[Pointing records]
• • •
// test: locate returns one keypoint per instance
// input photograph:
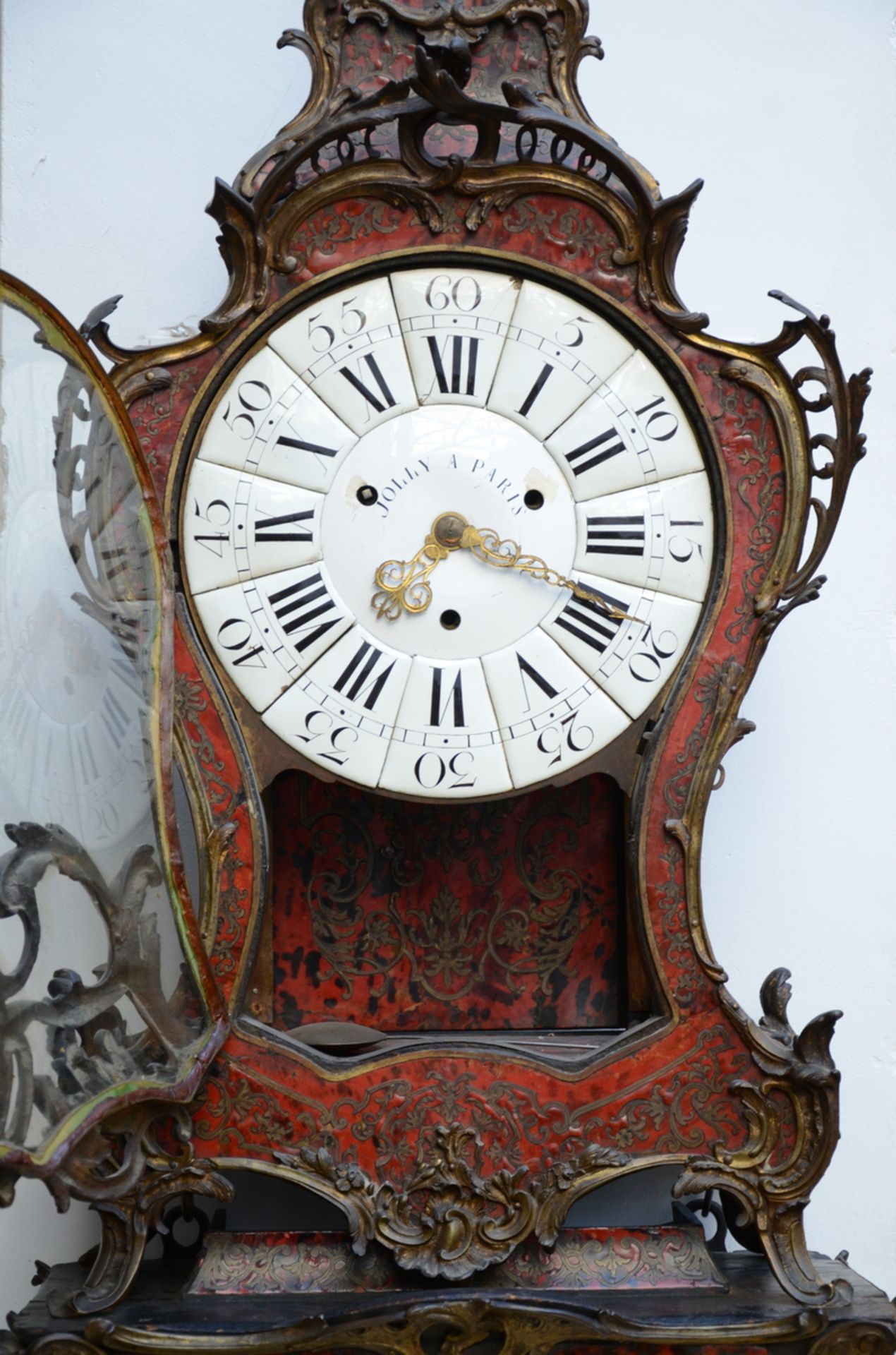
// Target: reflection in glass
(94, 988)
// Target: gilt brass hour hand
(403, 586)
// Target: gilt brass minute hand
(506, 555)
(403, 586)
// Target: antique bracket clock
(434, 570)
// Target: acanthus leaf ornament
(449, 1221)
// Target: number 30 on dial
(449, 531)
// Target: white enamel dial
(397, 654)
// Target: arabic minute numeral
(431, 771)
(235, 634)
(566, 733)
(351, 322)
(253, 399)
(465, 293)
(575, 328)
(646, 664)
(662, 424)
(217, 515)
(678, 543)
(338, 739)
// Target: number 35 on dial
(331, 464)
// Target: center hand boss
(403, 586)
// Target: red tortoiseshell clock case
(444, 136)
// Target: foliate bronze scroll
(450, 1220)
(107, 999)
(582, 1259)
(793, 1132)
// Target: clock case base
(753, 1318)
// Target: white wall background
(114, 121)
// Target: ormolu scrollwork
(449, 1220)
(793, 1117)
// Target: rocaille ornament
(479, 538)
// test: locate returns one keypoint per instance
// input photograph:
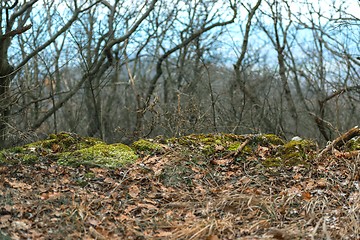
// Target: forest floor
(182, 193)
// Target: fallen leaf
(134, 191)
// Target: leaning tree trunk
(6, 71)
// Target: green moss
(147, 146)
(353, 144)
(271, 139)
(111, 156)
(272, 162)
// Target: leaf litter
(184, 193)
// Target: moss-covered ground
(205, 186)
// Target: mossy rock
(148, 146)
(70, 149)
(102, 155)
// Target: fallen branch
(17, 31)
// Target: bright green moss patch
(111, 156)
(148, 146)
(70, 149)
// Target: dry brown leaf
(134, 191)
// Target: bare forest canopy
(120, 70)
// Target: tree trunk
(5, 77)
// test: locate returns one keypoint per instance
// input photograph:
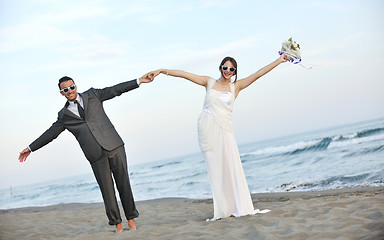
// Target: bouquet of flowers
(292, 50)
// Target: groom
(84, 116)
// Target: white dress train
(231, 196)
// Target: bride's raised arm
(201, 80)
(245, 82)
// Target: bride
(231, 196)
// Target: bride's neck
(223, 80)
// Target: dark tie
(80, 109)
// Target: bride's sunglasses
(65, 90)
(225, 68)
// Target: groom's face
(71, 95)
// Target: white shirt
(73, 106)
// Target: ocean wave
(320, 144)
(334, 182)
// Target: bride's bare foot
(119, 228)
(131, 224)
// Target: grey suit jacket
(96, 131)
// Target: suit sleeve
(116, 90)
(48, 136)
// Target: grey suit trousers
(113, 164)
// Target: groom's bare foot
(119, 228)
(131, 224)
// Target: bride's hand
(284, 57)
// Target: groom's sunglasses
(225, 68)
(65, 90)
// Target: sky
(100, 43)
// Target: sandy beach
(332, 214)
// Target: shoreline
(348, 213)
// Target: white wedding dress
(231, 196)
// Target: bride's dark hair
(233, 61)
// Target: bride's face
(227, 70)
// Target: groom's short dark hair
(64, 79)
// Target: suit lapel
(85, 101)
(69, 113)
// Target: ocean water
(339, 157)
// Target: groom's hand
(24, 154)
(146, 78)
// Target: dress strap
(210, 83)
(232, 88)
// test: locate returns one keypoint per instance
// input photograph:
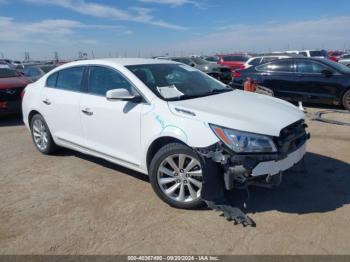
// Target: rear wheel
(176, 176)
(346, 100)
(41, 135)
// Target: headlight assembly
(243, 142)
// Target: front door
(111, 127)
(60, 104)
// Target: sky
(133, 28)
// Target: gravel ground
(75, 204)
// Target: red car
(12, 83)
(334, 55)
(234, 61)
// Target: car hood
(244, 111)
(12, 82)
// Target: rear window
(67, 79)
(7, 73)
(255, 61)
(235, 58)
(317, 53)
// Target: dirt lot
(74, 204)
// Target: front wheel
(346, 100)
(176, 176)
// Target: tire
(41, 135)
(188, 176)
(346, 100)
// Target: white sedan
(167, 120)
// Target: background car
(12, 83)
(345, 60)
(302, 79)
(35, 72)
(335, 55)
(234, 62)
(3, 64)
(262, 59)
(222, 73)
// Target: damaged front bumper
(264, 170)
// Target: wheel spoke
(172, 189)
(192, 191)
(35, 128)
(176, 185)
(164, 181)
(195, 182)
(181, 161)
(166, 171)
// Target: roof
(124, 61)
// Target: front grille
(291, 137)
(11, 94)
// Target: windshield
(7, 72)
(340, 67)
(177, 82)
(47, 69)
(235, 58)
(199, 61)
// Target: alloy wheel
(180, 177)
(40, 134)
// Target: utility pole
(26, 56)
(56, 58)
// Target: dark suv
(12, 84)
(302, 79)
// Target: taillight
(236, 74)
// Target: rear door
(280, 77)
(60, 101)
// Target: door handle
(87, 111)
(46, 101)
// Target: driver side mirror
(123, 95)
(327, 73)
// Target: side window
• • •
**TASK DESCRIPTION**
Can you restate all the records above word for word while dropping the pictures?

**TASK RESULT**
// test: locate returns one keypoint per instance
// input photograph:
// Target: reflection in glass
(94, 988)
// Target: gilt brass hour hand
(403, 586)
// Target: gilt brass minute hand
(506, 555)
(403, 586)
// Target: antique bracket clock
(434, 570)
// Target: acanthus leaf ornament
(449, 1221)
// Target: number 30 on dial
(449, 531)
// Target: white enamel dial
(397, 654)
// Target: arabic minute numeral
(431, 771)
(235, 634)
(566, 733)
(351, 322)
(253, 399)
(465, 293)
(575, 328)
(646, 664)
(662, 424)
(217, 515)
(678, 543)
(338, 739)
// Target: number 35 on dial
(331, 464)
// Target: center hand boss
(403, 586)
// Target: red tortoiseshell clock case
(444, 136)
// Target: foliate bronze scroll
(450, 1220)
(107, 999)
(582, 1259)
(793, 1132)
// Target: clock case base
(753, 1318)
// Target: white wall background
(114, 121)
// Target: ormolu scrollwork
(449, 1220)
(793, 1117)
// Target: rocaille ornament
(479, 538)
// test: locate returns one keypoint per instance
// input photograph:
// Target: forest floor
(182, 193)
// Target: fallen leaf
(134, 191)
// Target: leaning tree trunk
(6, 71)
// Target: green moss
(147, 146)
(353, 144)
(271, 139)
(111, 156)
(272, 162)
// Target: leaf litter
(184, 193)
// Target: moss-covered ground
(205, 186)
// Target: mossy rock
(148, 146)
(70, 149)
(102, 155)
// Target: fallen branch
(17, 31)
// Target: bright green moss patch
(111, 156)
(148, 146)
(70, 149)
// Target: dry brown leaf
(134, 191)
// Target: bare forest canopy
(120, 70)
// Target: tree trunk
(5, 77)
// test: locate returns one keypoint per instance
// input photograph:
// Target: bouquet of flowers
(292, 50)
// Target: groom
(84, 116)
// Target: white dress train
(231, 196)
// Target: bride's raised arm
(201, 80)
(245, 82)
// Target: bride
(231, 196)
// Target: bride's neck
(223, 80)
// Target: dark tie
(80, 109)
// Target: bride's sunglasses
(65, 90)
(225, 68)
// Target: groom's face
(71, 95)
// Target: white shirt
(73, 106)
// Target: ocean wave
(320, 144)
(334, 182)
// Target: bride's bare foot
(119, 228)
(131, 224)
// Target: grey suit jacket
(96, 131)
// Target: suit sleeve
(116, 90)
(48, 136)
// Target: grey suit trousers
(113, 164)
// Target: groom's bare foot
(119, 228)
(131, 224)
// Target: bride's hand
(284, 57)
// Target: groom's sunglasses
(225, 68)
(65, 90)
// Target: sky
(100, 43)
// Target: sandy beach
(332, 214)
// Target: shoreline
(348, 213)
// Target: white wedding dress
(231, 196)
// Target: bride's dark hair
(233, 61)
// Target: bride's face
(227, 70)
// Target: groom's short dark hair
(64, 79)
// Target: suit lapel
(85, 101)
(69, 113)
// Target: ocean water
(339, 157)
// Target: groom's hand
(24, 154)
(146, 78)
// Target: dress strap
(210, 83)
(232, 88)
// test: locate returns one keypoint per instance
// input photograph:
// Target: rear wheel
(176, 176)
(346, 100)
(41, 135)
// Target: headlight assembly
(243, 142)
// Target: front door
(111, 127)
(60, 104)
// Target: sky
(133, 28)
// Target: gravel ground
(75, 204)
// Target: red car
(12, 83)
(334, 55)
(234, 61)
// Target: car hood
(244, 111)
(12, 82)
// Target: rear window
(67, 79)
(7, 73)
(255, 61)
(235, 58)
(317, 53)
// Target: dirt lot
(74, 204)
// Target: front wheel
(346, 100)
(176, 176)
// Target: tire
(41, 135)
(188, 176)
(346, 100)
// Target: white sedan
(167, 120)
// Target: background car
(12, 83)
(345, 60)
(302, 79)
(35, 72)
(335, 55)
(234, 62)
(3, 64)
(262, 59)
(222, 73)
// Target: damaged front bumper
(264, 170)
// Target: wheel spoke
(172, 189)
(192, 191)
(35, 128)
(176, 185)
(164, 181)
(195, 182)
(181, 161)
(166, 171)
// Target: roof
(124, 61)
// Target: front grille
(291, 137)
(11, 94)
// Target: windshield
(7, 72)
(340, 67)
(177, 82)
(47, 69)
(235, 58)
(199, 61)
// Target: alloy wheel
(180, 177)
(40, 134)
// Target: utility pole
(26, 56)
(56, 58)
// Target: dark suv
(12, 84)
(302, 79)
// Target: taillight
(236, 74)
// Target: rear door
(280, 77)
(60, 101)
// Target: door handle
(87, 111)
(46, 101)
// Target: driver side mirror
(123, 95)
(327, 73)
// Target: side window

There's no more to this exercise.